◆ WHAT YOU NEED TO DO ◆
Transcribe the report and recommendation below verbatim between "On October 4, 2010, Plaintiff" and "January 27, 2011.", inclusive.

◆ EXCERPT PROVIDED ◆
-.-.-
REPORT AND RECOMMENDATION
MARK R. ABEL, Magistrate Judge.
This matter is before the Magistrate Judge pursuant to Plaintiff's Second Request for Protective Custody Transfer (Doc. 28) and Defendants' motion for summary judgment (Doc. 39). For the reasons set forth herein, it is recommended that Plaintiff's request for injunctive relief be denied, and Defendants' motion for summary judgment be granted.
Defendants' motion for leave to supplement their motion for summary judgment, to correct certain inadvertent misstatements of fact (Doc. 41) is
On August 25, 2010, Plaintiff wrote to the Ohio General Assembly Correctional Institution Inspection Committee ("CIIC"), complaining of asbestos at CCI and that an inmate named Joe Peck had labeled him a snitch. Peck had, Plaintiff said, told him that his brother was a captain in the Aryan Brotherhood and that Plaintiff would be in danger when he returned to the CCI general population. On August 31, 2010, the CIIC wrote to the warden of CCI to relate Plaintiff's complaints. The warden subsequently responded to the letter on September 17, 2010, stating that staff had found no substantiated threat to Plaintiff's safety.
On October 4, 2010, Plaintiff submitted a grievance, stating that he had been threatened and taken from his cell by a corrections officer, Captain Clark, after complaining about asbestos exposure. He mentioned further that he had already written to Bureau of Classification Chief Eleby and the CIIC concerning death threats he had received from the Aryan Brotherhood, and complained that Warden Knab had conspired to place his life in danger by arranging for his transfer to a Level 3 institution. Plaintiff argued that Warden Knab's failure to authorize his transfer to a Level 2 institution instead was a violation of regulations. The Chief Inspector denied the grievance, finding that decisions to elevate security classifications had to be appealed to the Bureau of Classification, not through the inmate grievance process. Plaintiff was transferred to RCI on January 27, 2011.
On February 18, 2011, Plaintiff filed a complaint in this court. He named as defendants the ODRC director, the warden of CCI, and several other employees of the Ohio Department of Rehabilitation and Correction ("ODRC"), and alleged that they had conspired to deprive him of his constitutional rights by permitting the RIB to find him, without sufficient evidence, guilty on a fabricated conduct report. He stated further that Defendants had deliberately arranged for him to be sent to RCI, in hopes that he would be killed there by the Aryan Brotherhood, and requested that a preliminary injunction issue requiring ODRC to immediately transfer him to Hocking Correctional Facility ("HCF"). On March 3, 2011, the Magistrate Judge issued an initial screening report and recommendation, finding that an inmate has no constitutional right to remain incarcerated in a particular prison or under a particular security classification. He also found that Plaintiff had failed to allege facts or present evidence sufficient to warrant a preliminary injunction, as he put forward only bare-bones assertions that his life was in danger.
-.-.-
◆ SUPPLIED MATERIAL ◆
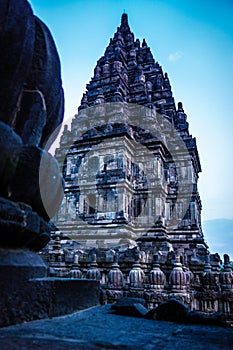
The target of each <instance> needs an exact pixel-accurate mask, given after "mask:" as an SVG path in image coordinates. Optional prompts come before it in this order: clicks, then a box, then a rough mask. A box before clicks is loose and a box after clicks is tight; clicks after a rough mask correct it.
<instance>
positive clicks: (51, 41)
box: [26, 16, 64, 149]
mask: <svg viewBox="0 0 233 350" xmlns="http://www.w3.org/2000/svg"><path fill="white" fill-rule="evenodd" d="M34 20H35V28H36V35H35V48H34V55H33V60H32V66H31V70H30V73H29V77H28V79H27V83H26V84H27V88H29V90H34V89H37V90H39V91H41V93H42V94H43V96H44V99H45V105H46V113H47V120H46V125H45V127H44V129H43V133H42V135H41V141H40V146H41V147H45V145H46V142H47V141H48V138H49V137H50V136H51V134H52V133H53V132H54V131H55V130H56V129H57V131H56V133H55V134H54V135H53V137H52V138H51V139H50V142H49V145H47V149H48V148H49V146H50V145H51V144H52V142H53V141H54V140H55V138H56V136H57V134H58V132H59V130H60V126H61V122H62V120H63V115H64V94H63V90H62V86H61V67H60V60H59V56H58V53H57V49H56V46H55V43H54V40H53V38H52V35H51V33H50V31H49V29H48V27H47V26H46V25H45V24H44V23H43V22H42V21H41V20H40V19H39V18H37V17H36V16H34ZM51 86H52V89H51Z"/></svg>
-.-.-
◆ COMPLETED TASK ◆
On October 4, 2010, Plaintiff submitted a grievance, stating that he had been threatened and taken from his cell by a corrections officer, Captain Clark, after complaining about asbestos exposure. He mentioned further that he had already written to Bureau of Classification Chief Eleby and the CIIC concerning death threats he had received from the Aryan Brotherhood, and complained that Warden Knab had conspired to place his life in danger by arranging for his transfer to a Level 3 institution. Plaintiff argued that Warden Knab's failure to authorize his transfer to a Level 2 institution instead was a violation of regulations. The Chief Inspector denied the grievance, finding that decisions to elevate security classifications had to be appealed to the Bureau of Classification, not through the inmate grievance process. Plaintiff was transferred to RCI on January 27, 2011.